*Extrait du texte*
Vendredi 19 juin 2015 à 20h30
Film de Antoine Boutet – France/Chine – 2015 – 1h50 – vostf
Le Nan Shui Bei Diao – Sud Eau Nord Déplacer – est le plus gros projet de transfert d’eau au monde, entre le sud et le nord de la Chine. Sur les traces de ce chantier national, le film dresse la cartographie mouvementée d’un territoire d’ingénieur où le ciment bat les plaines, les fleuves quittent leur lit, les déserts deviennent des forêts, où peu à peu des voix s’élèvent, réclamant justice et droit à la parole. Tandis que la matière se décompose et que les individus s’alarment, un paysage de science-fiction, contre-nature, se recompose.
Notre article
Par Josiane Scoleri
L’eau en Chine, et surtout la maîtrise des fleuves, est une histoire ancienne puisque les premiers tronçons du Grand Canal qui relie Pékin à Hangzou sur 1800 km ont été creusés au Vième siècle avant J-C. La démesure était déjà au rendez-vous. Vingt-cinq siècles plus tard, elle prend la forme du gigantesque projet « Nan Shui Bei Diao » ( littéralement Sud Eau Nord Déplacer) visant à transférer l’eau abondante des fleuves du Sud vers les régions semi-arides et menacées de désertification du Nord du pays, et notamment la région de Pékin.

*Lignes de données*
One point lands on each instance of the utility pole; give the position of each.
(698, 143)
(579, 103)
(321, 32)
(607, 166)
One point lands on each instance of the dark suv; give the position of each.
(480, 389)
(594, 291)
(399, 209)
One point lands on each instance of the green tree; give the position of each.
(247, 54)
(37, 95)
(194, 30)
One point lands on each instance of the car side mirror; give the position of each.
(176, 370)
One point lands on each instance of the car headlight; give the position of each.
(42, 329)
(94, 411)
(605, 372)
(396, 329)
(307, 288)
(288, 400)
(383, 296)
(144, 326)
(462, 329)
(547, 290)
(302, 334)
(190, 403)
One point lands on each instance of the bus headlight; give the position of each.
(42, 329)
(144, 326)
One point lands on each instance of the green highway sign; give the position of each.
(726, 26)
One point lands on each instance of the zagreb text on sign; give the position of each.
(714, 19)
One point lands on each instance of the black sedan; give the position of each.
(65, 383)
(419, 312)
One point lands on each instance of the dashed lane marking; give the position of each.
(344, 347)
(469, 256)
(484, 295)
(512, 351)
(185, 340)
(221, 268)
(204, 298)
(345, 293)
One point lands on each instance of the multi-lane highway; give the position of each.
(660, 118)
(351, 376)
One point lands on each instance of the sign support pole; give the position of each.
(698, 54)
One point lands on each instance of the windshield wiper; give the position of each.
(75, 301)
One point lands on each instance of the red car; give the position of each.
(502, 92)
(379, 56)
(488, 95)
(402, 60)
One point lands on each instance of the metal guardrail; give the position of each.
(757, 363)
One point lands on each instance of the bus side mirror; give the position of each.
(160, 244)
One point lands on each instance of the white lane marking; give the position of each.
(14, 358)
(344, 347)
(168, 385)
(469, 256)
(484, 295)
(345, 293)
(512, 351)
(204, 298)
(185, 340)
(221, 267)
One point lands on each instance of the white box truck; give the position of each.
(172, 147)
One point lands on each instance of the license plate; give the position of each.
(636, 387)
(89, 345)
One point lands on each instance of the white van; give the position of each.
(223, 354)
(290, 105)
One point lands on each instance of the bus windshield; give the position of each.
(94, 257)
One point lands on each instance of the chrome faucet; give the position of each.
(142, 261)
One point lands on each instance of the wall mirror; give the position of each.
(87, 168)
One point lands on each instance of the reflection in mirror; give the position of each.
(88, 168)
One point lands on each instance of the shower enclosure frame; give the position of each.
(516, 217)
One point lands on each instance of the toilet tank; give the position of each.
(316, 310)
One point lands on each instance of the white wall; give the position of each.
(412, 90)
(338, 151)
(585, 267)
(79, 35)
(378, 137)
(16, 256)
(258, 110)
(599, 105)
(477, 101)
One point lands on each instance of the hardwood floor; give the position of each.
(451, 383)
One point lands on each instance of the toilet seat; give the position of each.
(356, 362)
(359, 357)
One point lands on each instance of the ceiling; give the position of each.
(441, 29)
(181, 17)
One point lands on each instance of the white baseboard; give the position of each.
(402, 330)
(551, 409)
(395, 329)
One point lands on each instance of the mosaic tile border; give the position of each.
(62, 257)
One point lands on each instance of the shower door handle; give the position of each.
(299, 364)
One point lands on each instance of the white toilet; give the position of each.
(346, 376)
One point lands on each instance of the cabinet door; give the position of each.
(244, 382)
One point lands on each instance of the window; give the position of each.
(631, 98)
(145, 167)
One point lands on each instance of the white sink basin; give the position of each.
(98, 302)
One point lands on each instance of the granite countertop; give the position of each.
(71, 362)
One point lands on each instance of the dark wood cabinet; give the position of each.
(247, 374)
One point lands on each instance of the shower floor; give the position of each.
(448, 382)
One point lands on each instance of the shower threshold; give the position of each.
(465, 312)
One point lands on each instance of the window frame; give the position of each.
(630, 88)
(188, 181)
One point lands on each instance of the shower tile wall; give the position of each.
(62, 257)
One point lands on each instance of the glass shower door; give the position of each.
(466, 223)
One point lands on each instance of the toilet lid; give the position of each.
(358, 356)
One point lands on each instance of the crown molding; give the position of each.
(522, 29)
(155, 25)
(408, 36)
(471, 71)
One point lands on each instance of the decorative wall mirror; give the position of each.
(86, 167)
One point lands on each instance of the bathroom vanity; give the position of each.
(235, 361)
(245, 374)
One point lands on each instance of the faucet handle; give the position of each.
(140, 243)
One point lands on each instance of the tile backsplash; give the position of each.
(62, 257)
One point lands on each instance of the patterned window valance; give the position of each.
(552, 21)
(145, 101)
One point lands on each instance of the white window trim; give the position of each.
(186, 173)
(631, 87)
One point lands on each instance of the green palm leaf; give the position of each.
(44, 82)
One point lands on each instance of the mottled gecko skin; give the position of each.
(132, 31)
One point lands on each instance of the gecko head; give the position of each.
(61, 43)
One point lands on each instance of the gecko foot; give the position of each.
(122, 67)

*Tâches à réaliser*
1. Traduisez en anglais cette phrase de l'extrait : « La démesure était déjà au rendez-vous. »
2. Réécrivez la partie de l'extrait qui s'ouvre sur les mots contenant « Notre article » et se ferme sur « région de Pékin. », en changeant « Grand Canal » en « canal impérial ».
Ces lignes proviennent d'une autre source que l'extrait.

*Jeu de réponses*
1. Excess was already in evidence.

2.
Notre article
Par Josiane Scoleri
L’eau en Chine, et surtout la maîtrise des fleuves, est une histoire ancienne puisque les premiers tronçons du canal impérial qui relie Pékin à Hangzou sur 1800 km ont été creusés au Vième siècle avant J-C. La démesure était déjà au rendez-vous. Vingt-cinq siècles plus tard, elle prend la forme du gigantesque projet « Nan Shui Bei Diao » ( littéralement Sud Eau Nord Déplacer) visant à transférer l’eau abondante des fleuves du Sud vers les régions semi-arides et menacées de désertification du Nord du pays, et notamment la région de Pékin.